Schreiben Sie aus dem vorliegenden Text den Abschnitt von „Gemeinsam mit ihrer“ bis einschließlich „noch gemeinsam angehen.“ wortgetreu ab.

* _VORLIEGENDER TEXT_:

==================================================

Inhalt

"Ich bin ein Stammgast in der Bibliothek und süchtig nach Wikipedia." Dies sind ungewöhnliche Aussagen einer 12-jährigen über sich selbst. Für Zonja mit Z, die vermutet wegen ihrer Namensschreibung so versessen auf Statistiken und Listen zu sein, jedoch eine zutreffende Schilderung.

Gemeinsam mit ihrer Mutter, die sie aufgrund ihrer kroatischen Herkunft Mati nennt und ihrem Vater, der sich vorwiegend mit Mathematik beschäftigt, wohnt sie in einer Reihenhaussiedlung. Bei Gleichaltrigen trifft Zonja mit ihren ausgefallenen Freizeitbeschäftigungen, der eigenbrötlerischen Art und dem unstillbaren Wissensdurst nicht auf Übereinstimmungen. Deswegen verbringt sie die anstehenden Sommerferien vorwiegend allein. Im Freibad kann Zonja ungestört ihre Umwelt beobachten und Statistiken erstellen.

Bis das Mädchen eines Tages jemanden aus dem Wasser fischt und ihn so vor dem Ertrinken rettet: Mucks, ein 13-jähriger, hagerer Junge in grüner Badehose mit abstehenden Ohren. Ebenso wie Zonja hat er eine Vorliebe für Himbeereis und Scrabble. Die ideale Basis für eine Freundschaft - das mit dem Schwimmen, beschließt Zonja, werden beide noch gemeinsam angehen.

In der folgenden Zeit verbringen die Zwei jeden Tag gemeinsam im Freibad. Sie spielen Scrabble, essen Eis und Zonja stellt Mucks immer wieder viele Fragen. Doch sie spürt: Irgendetwas ist seltsam an Mucks. Er erzählt nur wenig von sich. Es befindet sich Pfefferspray unter seinen Schwimmsachen. Als Zonja ihn dann auf die Sache mit dem 'Nichtschwimmen-Können' anspricht rastet Mucks aus. "Dein ganzer 'Heile-Welt-Quatsch' ist nervtötend. Du hast gar keine Ahnung!" (S.54). Da hat er Recht.

Mucks lebt mit seiner Mutter und seiner Oma im Fasanenacker, einer Hochhaussiedlung, die Zonja als "unzählige winzige Fenster, die aussehen wie die Augen eines lethargischen Riesenmonsters, das den Überblick über die umliegenden Äcker behalten will" beschreibt (S.57).

Nach dem heftigen Zerwürfnis zwischen Zonja und Mucks im Schwimmbad beginnt sich sein Geheimnis langsam zu lüften. Mucks berichtet von mehreren Umzügen innerhalb einer kurzen Zeitspanne. Den wachsenden Schwierigkeiten seiner Eltern nach der Arbeitslosigkeit seines Vaters. Der darauffolgenden Flucht. Als Zonja Mati dann von neuen blauen Flecken auf Mucks Haut berichtet und dieser am Telefon, wie ein anderer Mensch klingend ,versucht Zonja abzuwimmeln, geht alles ganz schnell.

==================================================

* _EINTRÄGE_:
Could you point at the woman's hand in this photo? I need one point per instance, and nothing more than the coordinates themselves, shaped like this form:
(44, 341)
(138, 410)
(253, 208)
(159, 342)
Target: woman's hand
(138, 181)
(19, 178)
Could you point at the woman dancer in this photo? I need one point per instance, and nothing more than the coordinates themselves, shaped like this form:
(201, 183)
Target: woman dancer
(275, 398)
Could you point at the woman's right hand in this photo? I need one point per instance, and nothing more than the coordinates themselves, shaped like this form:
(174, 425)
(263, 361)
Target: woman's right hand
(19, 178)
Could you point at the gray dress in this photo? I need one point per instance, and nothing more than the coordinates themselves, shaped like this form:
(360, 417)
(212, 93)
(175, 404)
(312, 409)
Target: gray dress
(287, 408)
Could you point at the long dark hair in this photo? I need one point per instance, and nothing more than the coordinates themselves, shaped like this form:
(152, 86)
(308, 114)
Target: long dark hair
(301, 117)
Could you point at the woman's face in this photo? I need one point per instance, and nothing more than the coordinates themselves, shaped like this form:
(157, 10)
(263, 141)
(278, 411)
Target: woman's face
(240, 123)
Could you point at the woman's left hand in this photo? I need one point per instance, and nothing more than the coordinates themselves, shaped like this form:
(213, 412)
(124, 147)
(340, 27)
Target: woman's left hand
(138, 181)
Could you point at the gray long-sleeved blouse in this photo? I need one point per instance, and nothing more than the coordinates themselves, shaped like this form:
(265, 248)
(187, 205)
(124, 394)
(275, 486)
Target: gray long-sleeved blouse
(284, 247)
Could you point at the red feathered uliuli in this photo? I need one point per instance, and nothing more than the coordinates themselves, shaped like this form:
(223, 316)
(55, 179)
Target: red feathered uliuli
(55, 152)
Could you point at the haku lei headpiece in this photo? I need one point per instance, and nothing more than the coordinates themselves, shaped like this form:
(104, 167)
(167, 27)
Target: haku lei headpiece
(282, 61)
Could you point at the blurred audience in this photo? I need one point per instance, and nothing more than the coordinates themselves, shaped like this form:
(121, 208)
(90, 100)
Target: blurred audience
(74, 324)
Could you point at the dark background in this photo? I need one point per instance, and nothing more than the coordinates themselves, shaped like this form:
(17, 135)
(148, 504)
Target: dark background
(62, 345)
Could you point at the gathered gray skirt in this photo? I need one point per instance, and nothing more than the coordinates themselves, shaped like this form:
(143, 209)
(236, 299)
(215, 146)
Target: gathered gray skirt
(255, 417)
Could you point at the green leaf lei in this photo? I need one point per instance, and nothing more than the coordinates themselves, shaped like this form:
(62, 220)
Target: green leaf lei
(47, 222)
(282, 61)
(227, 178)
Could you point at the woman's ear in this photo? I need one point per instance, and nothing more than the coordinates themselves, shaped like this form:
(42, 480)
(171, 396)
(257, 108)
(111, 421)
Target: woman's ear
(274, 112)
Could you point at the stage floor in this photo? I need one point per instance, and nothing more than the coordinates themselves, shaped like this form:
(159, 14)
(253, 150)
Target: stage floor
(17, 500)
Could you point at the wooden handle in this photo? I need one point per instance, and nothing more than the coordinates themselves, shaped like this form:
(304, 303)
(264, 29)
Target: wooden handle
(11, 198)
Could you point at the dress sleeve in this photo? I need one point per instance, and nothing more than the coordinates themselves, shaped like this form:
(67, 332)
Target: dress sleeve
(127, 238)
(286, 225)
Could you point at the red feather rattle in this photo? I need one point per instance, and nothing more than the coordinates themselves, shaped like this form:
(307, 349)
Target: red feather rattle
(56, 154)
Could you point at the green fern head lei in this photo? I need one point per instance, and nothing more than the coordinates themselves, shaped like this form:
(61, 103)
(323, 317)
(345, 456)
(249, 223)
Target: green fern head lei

==================================================

* _ERGEBNIS_:
Gemeinsam mit ihrer Mutter, die sie aufgrund ihrer kroatischen Herkunft Mati nennt und ihrem Vater, der sich vorwiegend mit Mathematik beschäftigt, wohnt sie in einer Reihenhaussiedlung. Bei Gleichaltrigen trifft Zonja mit ihren ausgefallenen Freizeitbeschäftigungen, der eigenbrötlerischen Art und dem unstillbaren Wissensdurst nicht auf Übereinstimmungen. Deswegen verbringt sie die anstehenden Sommerferien vorwiegend allein. Im Freibad kann Zonja ungestört ihre Umwelt beobachten und Statistiken erstellen.

Bis das Mädchen eines Tages jemanden aus dem Wasser fischt und ihn so vor dem Ertrinken rettet: Mucks, ein 13-jähriger, hagerer Junge in grüner Badehose mit abstehenden Ohren. Ebenso wie Zonja hat er eine Vorliebe für Himbeereis und Scrabble. Die ideale Basis für eine Freundschaft - das mit dem Schwimmen, beschließt Zonja, werden beide noch gemeinsam angehen.